## [GIVEN TASK]
Rewrite the listing below as a JSON list of strings, with one string per line and no blank lines. Leave the pictures out of your answer.

## [Image segmentation listing]

######

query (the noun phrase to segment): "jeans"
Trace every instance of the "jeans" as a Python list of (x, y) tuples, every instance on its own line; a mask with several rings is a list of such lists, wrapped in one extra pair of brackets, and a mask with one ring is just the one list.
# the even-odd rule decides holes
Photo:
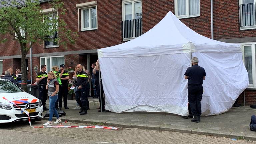
[(55, 102), (58, 99), (58, 94), (53, 96), (49, 97), (49, 110), (50, 111), (50, 116), (49, 116), (49, 121), (51, 121), (52, 120), (52, 117), (53, 116), (53, 113), (54, 113), (56, 117), (58, 119), (59, 114), (58, 112), (55, 108)]
[[(96, 89), (95, 88), (95, 79), (92, 79), (92, 87), (94, 89)], [(97, 96), (98, 95), (97, 94), (97, 91), (96, 89), (93, 90), (93, 92), (94, 93), (94, 96)]]

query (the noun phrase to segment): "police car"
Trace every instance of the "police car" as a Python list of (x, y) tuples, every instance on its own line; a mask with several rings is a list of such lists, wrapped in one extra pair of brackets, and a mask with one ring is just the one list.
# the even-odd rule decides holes
[(18, 107), (29, 113), (31, 121), (43, 118), (40, 100), (11, 82), (0, 79), (0, 123), (28, 120), (28, 115)]

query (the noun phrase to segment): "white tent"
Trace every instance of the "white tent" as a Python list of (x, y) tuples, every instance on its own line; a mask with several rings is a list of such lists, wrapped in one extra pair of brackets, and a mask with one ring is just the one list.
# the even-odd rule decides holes
[(201, 35), (171, 11), (140, 36), (98, 53), (105, 109), (115, 112), (188, 115), (184, 74), (191, 56), (198, 58), (206, 73), (202, 115), (227, 111), (248, 86), (240, 45)]

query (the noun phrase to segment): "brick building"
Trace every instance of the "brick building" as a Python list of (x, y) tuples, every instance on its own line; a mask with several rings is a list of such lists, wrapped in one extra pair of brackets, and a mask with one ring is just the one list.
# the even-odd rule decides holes
[[(41, 6), (46, 13), (50, 11), (47, 1), (41, 1)], [(67, 12), (59, 18), (65, 21), (67, 29), (77, 32), (79, 37), (74, 45), (68, 44), (67, 49), (51, 41), (35, 44), (32, 49), (33, 67), (45, 64), (49, 70), (51, 67), (63, 63), (73, 67), (81, 63), (89, 69), (91, 64), (97, 59), (97, 49), (120, 44), (139, 36), (154, 27), (169, 11), (194, 31), (211, 38), (209, 0), (62, 1)], [(242, 44), (249, 79), (249, 86), (245, 91), (247, 104), (256, 103), (255, 1), (214, 0), (213, 4), (213, 39)], [(55, 14), (57, 13), (52, 16), (54, 17)], [(57, 35), (52, 36), (54, 38)], [(9, 68), (20, 68), (19, 44), (9, 35), (2, 37), (9, 38), (5, 43), (0, 44), (0, 49), (5, 52), (0, 53), (0, 72)], [(27, 56), (27, 65), (30, 68), (29, 55)], [(30, 73), (31, 70), (28, 69)], [(36, 73), (32, 73), (34, 82)], [(242, 94), (239, 103), (243, 103), (243, 98)]]

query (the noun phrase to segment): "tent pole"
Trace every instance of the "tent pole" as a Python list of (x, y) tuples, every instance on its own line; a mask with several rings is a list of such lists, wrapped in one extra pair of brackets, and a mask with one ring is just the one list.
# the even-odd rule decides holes
[[(99, 63), (99, 62), (98, 62)], [(102, 107), (104, 107), (104, 106), (103, 105), (102, 105), (102, 100), (101, 99), (101, 84), (100, 81), (101, 80), (101, 78), (100, 76), (100, 64), (98, 63), (98, 64), (99, 65), (99, 83), (100, 83), (100, 110), (101, 110), (101, 112), (103, 112), (102, 111)]]
[(245, 106), (245, 92), (244, 91), (244, 106)]

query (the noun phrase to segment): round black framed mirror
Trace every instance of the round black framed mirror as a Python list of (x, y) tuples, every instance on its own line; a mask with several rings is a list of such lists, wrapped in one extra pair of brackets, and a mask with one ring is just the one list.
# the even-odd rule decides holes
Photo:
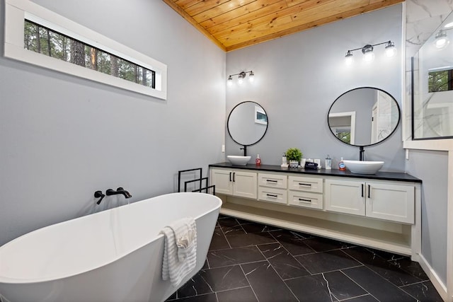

######

## [EXERCISE RESULT]
[
  "query (the noun phrase to segment): \"jeans\"",
  "Trace every instance of the \"jeans\" as a Python list of (x, y) tuples, every instance on its own line; a mask with several rings is a list of such lists, wrapped in one extra pair of brackets, and a mask with one ring is just the one list.",
  "# the even-odd rule decides holes",
  "Photo:",
  "[(55, 102), (58, 99), (58, 94), (53, 96), (49, 97), (49, 110), (50, 111), (50, 116), (49, 116), (49, 121), (51, 121), (52, 120), (52, 117), (53, 116), (53, 113), (54, 113), (56, 117), (58, 119), (59, 114), (58, 112), (55, 108)]",
  "[[(96, 89), (95, 88), (95, 79), (92, 79), (92, 87), (94, 89)], [(97, 96), (98, 95), (97, 94), (97, 91), (96, 89), (93, 90), (93, 92), (94, 93), (94, 96)]]",
  "query (the noun phrase to segment): \"police car\"",
  "Trace every instance of the \"police car\" as a Python list of (x, y) tuples, every instance on its own line; a mask with several rings is a list of such lists, wrapped in one extra pair of brackets, and a mask with one ring is just the one list.",
  "# the even-odd rule decides holes",
  "[(18, 107), (29, 113), (31, 121), (43, 118), (40, 100), (11, 82), (0, 79), (0, 123), (28, 120), (28, 115)]",
  "query (the noun phrase to segment): \"white tent\"",
  "Trace every instance of the \"white tent\" as a Python list of (x, y) tuples, every instance on its own line; a mask with several rings is a list of such lists, wrapped in one extra pair of brackets, and a mask with one ring is just the one list.",
  "# the even-odd rule decides holes",
  "[(201, 35), (171, 11), (140, 36), (98, 53), (105, 109), (115, 112), (188, 115), (184, 74), (191, 56), (198, 58), (206, 73), (202, 115), (227, 111), (248, 86), (240, 45)]",
  "query (the noun phrase to segment): \"brick building\"",
  "Trace every instance of the \"brick building\" as a Python list of (x, y) tuples, every instance on its own line; a mask with several rings is a list of such lists, wrapped in one extra pair of brackets, and a mask with one ring is just the one list.",
  "# the even-odd rule decides holes",
  "[[(41, 6), (46, 13), (50, 11), (47, 1), (41, 1)], [(67, 12), (59, 18), (65, 21), (67, 29), (77, 32), (79, 37), (74, 45), (68, 44), (67, 49), (51, 41), (35, 44), (32, 49), (33, 67), (45, 64), (49, 70), (51, 67), (63, 63), (73, 67), (81, 63), (89, 69), (91, 64), (97, 59), (97, 49), (120, 44), (139, 36), (154, 27), (169, 11), (194, 31), (211, 38), (209, 0), (62, 1)], [(242, 44), (249, 79), (249, 86), (245, 91), (247, 104), (256, 103), (255, 1), (214, 0), (213, 4), (213, 39)], [(55, 14), (57, 13), (52, 16), (54, 17)], [(57, 35), (52, 36), (54, 38)], [(9, 68), (20, 68), (19, 44), (9, 35), (2, 37), (9, 38), (5, 43), (0, 44), (0, 49), (5, 52), (0, 53), (0, 72)], [(27, 56), (27, 65), (30, 68), (29, 55)], [(30, 73), (31, 70), (28, 69)], [(36, 73), (32, 73), (34, 82)], [(242, 94), (239, 103), (243, 103), (243, 98)]]",
  "query (the noun phrase to segment): \"tent pole\"",
  "Trace every instance of the \"tent pole\" as a Python list of (x, y) tuples, every instance on its own line; a mask with several rings is a list of such lists, wrapped in one extra pair of brackets, and a mask with one ring is just the one list.",
  "# the even-odd rule decides holes",
  "[[(99, 63), (99, 62), (98, 62)], [(102, 107), (104, 107), (104, 106), (103, 105), (102, 105), (102, 100), (101, 99), (101, 84), (100, 81), (101, 80), (101, 78), (100, 76), (100, 64), (98, 63), (98, 64), (99, 65), (99, 83), (100, 83), (100, 110), (101, 110), (101, 112), (103, 112), (102, 111)]]",
  "[(245, 106), (245, 92), (244, 91), (244, 106)]",
  "query (the noun phrase to segment): round black framed mirror",
  "Trace every instance of the round black framed mirror as a Python list of (x, y) tuples, every instance on its own line; a mask with several rings is a list of such lists, wrapped in one extra pair of brackets, and a mask with one ring is just the one list.",
  "# the even-odd rule decides holes",
  "Photo:"
]